# YOUR INSTRUCTIONS:
Repeat all entries exactly.
* * * *
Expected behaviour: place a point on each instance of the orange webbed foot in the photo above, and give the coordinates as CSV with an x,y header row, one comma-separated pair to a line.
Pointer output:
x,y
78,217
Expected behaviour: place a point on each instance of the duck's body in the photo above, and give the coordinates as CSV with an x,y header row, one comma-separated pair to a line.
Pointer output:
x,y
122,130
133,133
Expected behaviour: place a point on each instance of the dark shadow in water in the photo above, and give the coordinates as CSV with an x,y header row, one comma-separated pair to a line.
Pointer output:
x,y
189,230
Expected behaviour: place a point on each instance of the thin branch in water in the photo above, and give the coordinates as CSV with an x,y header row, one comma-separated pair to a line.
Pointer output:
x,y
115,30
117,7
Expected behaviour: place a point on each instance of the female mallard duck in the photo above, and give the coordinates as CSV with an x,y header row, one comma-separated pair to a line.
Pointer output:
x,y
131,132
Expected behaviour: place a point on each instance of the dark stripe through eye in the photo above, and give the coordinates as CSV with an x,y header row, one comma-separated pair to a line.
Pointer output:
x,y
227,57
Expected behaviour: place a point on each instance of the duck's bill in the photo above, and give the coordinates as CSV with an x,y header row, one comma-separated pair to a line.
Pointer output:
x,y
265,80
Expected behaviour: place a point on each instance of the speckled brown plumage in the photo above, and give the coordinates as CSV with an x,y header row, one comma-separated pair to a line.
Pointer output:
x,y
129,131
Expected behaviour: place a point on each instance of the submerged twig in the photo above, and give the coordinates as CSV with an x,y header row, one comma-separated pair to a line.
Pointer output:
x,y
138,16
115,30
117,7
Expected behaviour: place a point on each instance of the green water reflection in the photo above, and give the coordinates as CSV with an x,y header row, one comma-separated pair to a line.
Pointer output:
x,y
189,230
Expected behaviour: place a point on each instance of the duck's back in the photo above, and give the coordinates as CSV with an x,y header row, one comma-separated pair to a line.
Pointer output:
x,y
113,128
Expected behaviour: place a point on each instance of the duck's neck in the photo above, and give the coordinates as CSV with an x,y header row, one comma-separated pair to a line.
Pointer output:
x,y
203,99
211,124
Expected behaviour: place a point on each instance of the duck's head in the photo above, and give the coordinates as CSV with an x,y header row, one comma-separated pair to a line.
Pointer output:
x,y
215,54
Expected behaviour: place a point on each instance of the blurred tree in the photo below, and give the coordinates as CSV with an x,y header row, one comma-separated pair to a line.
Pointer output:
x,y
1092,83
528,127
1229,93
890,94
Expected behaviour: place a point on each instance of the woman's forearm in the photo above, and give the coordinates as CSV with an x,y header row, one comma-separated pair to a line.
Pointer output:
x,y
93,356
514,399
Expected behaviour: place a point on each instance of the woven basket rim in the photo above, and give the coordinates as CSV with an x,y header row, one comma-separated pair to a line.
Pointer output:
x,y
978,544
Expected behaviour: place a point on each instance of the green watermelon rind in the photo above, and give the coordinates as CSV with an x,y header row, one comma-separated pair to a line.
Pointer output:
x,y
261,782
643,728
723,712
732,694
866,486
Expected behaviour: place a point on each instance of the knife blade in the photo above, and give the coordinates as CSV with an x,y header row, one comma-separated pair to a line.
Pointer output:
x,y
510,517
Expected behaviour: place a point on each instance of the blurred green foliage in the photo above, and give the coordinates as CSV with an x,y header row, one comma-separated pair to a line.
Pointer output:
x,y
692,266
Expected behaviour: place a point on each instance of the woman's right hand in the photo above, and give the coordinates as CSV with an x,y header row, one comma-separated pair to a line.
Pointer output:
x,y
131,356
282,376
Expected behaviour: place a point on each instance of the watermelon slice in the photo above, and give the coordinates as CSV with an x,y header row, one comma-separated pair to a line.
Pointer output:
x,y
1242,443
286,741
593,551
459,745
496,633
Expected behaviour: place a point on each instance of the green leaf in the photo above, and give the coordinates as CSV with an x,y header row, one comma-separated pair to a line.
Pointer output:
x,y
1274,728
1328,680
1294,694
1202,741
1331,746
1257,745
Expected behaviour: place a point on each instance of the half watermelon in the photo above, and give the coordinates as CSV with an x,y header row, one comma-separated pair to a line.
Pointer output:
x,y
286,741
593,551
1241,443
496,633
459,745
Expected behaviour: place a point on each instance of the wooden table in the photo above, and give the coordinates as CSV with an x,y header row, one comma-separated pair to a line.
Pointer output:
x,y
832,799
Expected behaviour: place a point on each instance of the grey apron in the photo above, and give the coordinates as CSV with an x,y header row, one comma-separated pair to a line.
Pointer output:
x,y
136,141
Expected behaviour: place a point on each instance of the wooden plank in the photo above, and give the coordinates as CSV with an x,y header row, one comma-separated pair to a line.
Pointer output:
* * * *
# TASK RESPONSE:
Expected behaviour: place a point on each instance of the orange webbed foot in the photo above, and give the coordinates as CSV with an x,y header row, one comma-separated pair to a line.
Pointer output:
x,y
78,217
Expected behaviour: place a point on each instance of the duck's body in the photo above, and give the coordinates as CSV with an x,y header row, one comma-separated pair to a line.
Pointer output:
x,y
122,130
133,133
Expected behaviour: place a point on each instance of the dark shadow in water in the photo above, and give the coordinates as CSV with an x,y header row, one comma-separated pair to a line.
Pointer output:
x,y
189,230
Expected behaviour: place a point on each instance of the thin branch in water in the photo above, and give the coordinates as CSV with an x,y header row, one comma-separated pair to a line.
Pointer output:
x,y
115,30
117,7
Expected behaviour: place a point on each instance of the female mallard duck in the photo above, and give the coordinates as CSV with an x,y header row, one comma-separated pair to a line.
Pointer output:
x,y
131,132
Expected behaviour: place a point on each instance of the dark stripe through eye in the photo above, and give the coordinates as CSV with an x,y header row, one comma-separated pair to a line.
Pointer output:
x,y
227,57
Expected behaviour: place a point on each instance of the duck's bill in the photo above, and give the coordinates as CSV with an x,y header row, one comma-separated pair to a line.
Pointer output:
x,y
265,80
Expected behaviour: place a point on each instance of the speckled brown plumage in the photo above, and give the coordinates as CSV with an x,y header row, one comma-separated pair to a line.
Pointer output:
x,y
129,131
Expected behaviour: place a point on each instance of the submerged twig in the photo above, and give the coordinates as CSV with an x,y header row, one comma-separated pair to a line.
Pointer output:
x,y
138,16
115,30
117,7
Expected behaviour: place a point on each instance of the green water reflection in the photo above, and give the coordinates as CSV with an x,y header row, one comma-separated pair to a line.
Pointer output:
x,y
189,230
Expected behaviour: place a point on each instance of the duck's back in the photo above, and give the coordinates as CSV with an x,y header row, one comma-separated pair to a line.
Pointer output:
x,y
113,128
Expected behaviour: place a point on each instance of the duck's neck in the photo above, and give the coordinates as CSV with an x,y header row, one comma-separated pair to a line.
Pointer output:
x,y
203,99
211,124
Expected behaviour: place a point on each instance of the duck's head in the photo above, and give the coordinates as CSV with an x,y header row, one comma-separated pair to a line.
Pointer output:
x,y
215,54
Expected behaviour: place a point on each instance of the blurred tree in the photo below, and give the coordinates as CSV with an x,y header row, one comma-separated pair to a line.
Pointer output:
x,y
1092,83
528,127
1229,93
890,94
Expected behaviour: place a point on each instance of the woman's forearm in the photo above, and give the coordinates as CSV with an x,y header row, one comma-separated pair to a line.
Pointer output:
x,y
93,356
514,399
Expected behaviour: place a point on each instance of the woven basket rim in the photo above, and give the coordinates as CSV with an x,y header row, one comma-separated pair to a line.
Pointer output:
x,y
978,544
Expected behaviour: place a point on each instance of the green watermelon rind in the photo above, and give the coordinates as CSV with an x,y header row, one comma-separated pair to a line.
Pointer output:
x,y
261,782
643,728
723,712
732,694
866,486
Expected behaviour: place a point on each instance of the knife blade in the photo above, and give the coordinates as CSV with an x,y header row, one comma-separated pair to a line.
Pointer output:
x,y
510,517
Expected behaviour: place a point on each instance of the blurred green foliage in the photo above, and give the coordinates as CSV with an x,y header row, one comma-separated pair to a line.
Pointer output:
x,y
692,266
Expected behaviour: place a point on each instance of the woman's right hand in the photo above, and give the coordinates as CSV with an x,y header row, one comma-separated pair to a line.
Pointer output:
x,y
131,356
282,376
Expected behaviour: place a point on each instance of the watermelon slice in the photo above, and give the coordinates as CSV with an x,y header row, one comma-separated pair to a line.
Pointer output:
x,y
1242,443
286,741
593,551
459,745
496,633
Expected behaviour: place a point on each instance of the green leaf in the photo above, and give the coordinates as CSV with an x,y header row, one comma-separated pair to a line.
Pointer output:
x,y
1274,728
1328,680
1294,694
1202,741
1331,746
1257,745
Expected behaviour: place a point on each instance of the half watermelon in the photo above, and give the coordinates as CSV with an x,y header row, one comma-separated pair to a line.
Pointer output:
x,y
286,741
593,551
1241,443
496,633
459,745
Expected behaviour: place a point on each instance of the wooden table in the photo above, and give the coordinates as CSV with an x,y header row, one comma-separated pair to a line.
Pointer output:
x,y
832,799
Expected behaviour: place a point on each instance of the grey apron in the photo above, and give the coordinates as CSV with an x,y header row, one comma-separated pair to a line.
Pointer output:
x,y
136,141
Expected behaviour: place a point on each instance of the wooden plank in the photo above, and give the coordinates as CSV with an x,y header row, one comma-separated pair to a line.
Pointer output:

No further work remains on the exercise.